Write out everything in the Koda Kumi remix album text from "Koda Kumi Driving Hit's 5 is" down to "for six weeks.", leaving every character unchanged.

-- Document --
----

Remix album by Koda Kumi
- Released: March 20, 2013
- Recorded: 2000–2013 (vocals) 2012–2013 (melodies)
- Genre: Drum and bass; dubstep; house;
- Label: Rhythm Zone

Koda Kumi chronology
| Color the Cover (2013) | Koda Kumi Driving Hit's 5 (2013) | Bon Voyage (2014) |

= Koda Kumi Driving Hit's 5 =

Koda Kumi Driving Hit's 5 is the seventh remix album by Japanese singer-songwriter Koda Kumi. It was released on March 20, 2013, the same day as her live DVD/Blu-ray Premium Night: Love & Songs and six rental live albums. Following the trend from Koda Kumi Driving Hit's 4, this album contains remixes kept in drum and bass and dubstep style, as well as house remixes. It is the first of her remix albums to have an introduction and a megamix made of remixes from her previous Driving Hit's albums.

It became her lowest charted remix album, barely breaking the top twenty at No. 19 on Oricon, however, it remained on the charts for six weeks.

----

-- Dataset content --
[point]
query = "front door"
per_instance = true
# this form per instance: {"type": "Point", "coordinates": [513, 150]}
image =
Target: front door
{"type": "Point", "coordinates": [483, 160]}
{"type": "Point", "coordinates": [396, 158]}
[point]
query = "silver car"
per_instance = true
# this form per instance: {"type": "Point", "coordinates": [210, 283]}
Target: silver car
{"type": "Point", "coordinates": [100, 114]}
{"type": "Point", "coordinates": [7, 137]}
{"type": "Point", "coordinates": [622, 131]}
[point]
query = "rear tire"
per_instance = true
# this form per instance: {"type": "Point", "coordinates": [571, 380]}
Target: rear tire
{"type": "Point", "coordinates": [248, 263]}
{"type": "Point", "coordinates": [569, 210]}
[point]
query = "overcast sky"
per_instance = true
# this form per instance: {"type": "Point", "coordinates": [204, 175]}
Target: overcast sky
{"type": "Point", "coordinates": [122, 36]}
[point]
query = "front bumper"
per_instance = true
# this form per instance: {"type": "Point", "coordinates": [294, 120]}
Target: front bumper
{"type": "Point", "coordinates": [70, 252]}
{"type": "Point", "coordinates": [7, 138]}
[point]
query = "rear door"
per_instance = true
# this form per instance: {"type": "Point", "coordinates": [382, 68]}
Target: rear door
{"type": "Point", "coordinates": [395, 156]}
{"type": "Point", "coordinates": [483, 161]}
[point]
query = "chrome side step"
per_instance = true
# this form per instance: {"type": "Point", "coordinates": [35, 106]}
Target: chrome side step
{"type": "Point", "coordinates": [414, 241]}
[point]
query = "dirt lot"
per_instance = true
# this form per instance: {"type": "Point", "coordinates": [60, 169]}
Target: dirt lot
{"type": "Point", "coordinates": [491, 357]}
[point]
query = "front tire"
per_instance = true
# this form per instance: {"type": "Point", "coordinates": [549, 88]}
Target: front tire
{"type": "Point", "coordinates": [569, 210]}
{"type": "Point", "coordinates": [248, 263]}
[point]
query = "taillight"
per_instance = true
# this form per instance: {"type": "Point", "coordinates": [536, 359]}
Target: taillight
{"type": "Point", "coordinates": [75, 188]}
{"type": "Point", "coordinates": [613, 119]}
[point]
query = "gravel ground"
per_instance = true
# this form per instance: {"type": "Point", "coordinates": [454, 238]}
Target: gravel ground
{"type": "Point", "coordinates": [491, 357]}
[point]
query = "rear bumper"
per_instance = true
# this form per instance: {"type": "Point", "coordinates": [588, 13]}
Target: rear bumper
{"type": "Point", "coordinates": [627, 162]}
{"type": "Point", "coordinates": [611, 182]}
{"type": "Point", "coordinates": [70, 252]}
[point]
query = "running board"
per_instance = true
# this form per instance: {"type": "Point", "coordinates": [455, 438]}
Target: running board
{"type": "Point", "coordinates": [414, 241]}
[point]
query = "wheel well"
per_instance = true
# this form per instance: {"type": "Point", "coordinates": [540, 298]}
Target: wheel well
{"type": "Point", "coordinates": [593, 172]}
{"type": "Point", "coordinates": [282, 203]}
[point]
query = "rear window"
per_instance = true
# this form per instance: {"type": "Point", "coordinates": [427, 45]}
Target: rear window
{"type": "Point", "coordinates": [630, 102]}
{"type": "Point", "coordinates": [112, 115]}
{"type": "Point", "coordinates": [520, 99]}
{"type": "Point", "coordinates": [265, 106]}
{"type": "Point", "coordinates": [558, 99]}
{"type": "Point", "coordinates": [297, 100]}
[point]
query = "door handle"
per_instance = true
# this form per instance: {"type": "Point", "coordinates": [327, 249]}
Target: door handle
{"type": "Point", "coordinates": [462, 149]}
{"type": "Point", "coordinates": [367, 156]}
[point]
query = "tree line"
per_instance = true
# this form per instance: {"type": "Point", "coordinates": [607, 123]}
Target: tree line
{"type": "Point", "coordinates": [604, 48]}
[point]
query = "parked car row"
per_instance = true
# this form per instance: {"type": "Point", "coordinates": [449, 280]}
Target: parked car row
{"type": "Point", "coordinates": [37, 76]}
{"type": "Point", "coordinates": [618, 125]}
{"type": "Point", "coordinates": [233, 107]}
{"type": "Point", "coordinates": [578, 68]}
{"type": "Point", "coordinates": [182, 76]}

----

-- Solution to this task --
Koda Kumi Driving Hit's 5 is the seventh remix album by Japanese singer-songwriter Koda Kumi. It was released on March 20, 2013, the same day as her live DVD/Blu-ray Premium Night: Love & Songs and six rental live albums. Following the trend from Koda Kumi Driving Hit's 4, this album contains remixes kept in drum and bass and dubstep style, as well as house remixes. It is the first of her remix albums to have an introduction and a megamix made of remixes from her previous Driving Hit's albums.

It became her lowest charted remix album, barely breaking the top twenty at No. 19 on Oricon, however, it remained on the charts for six weeks.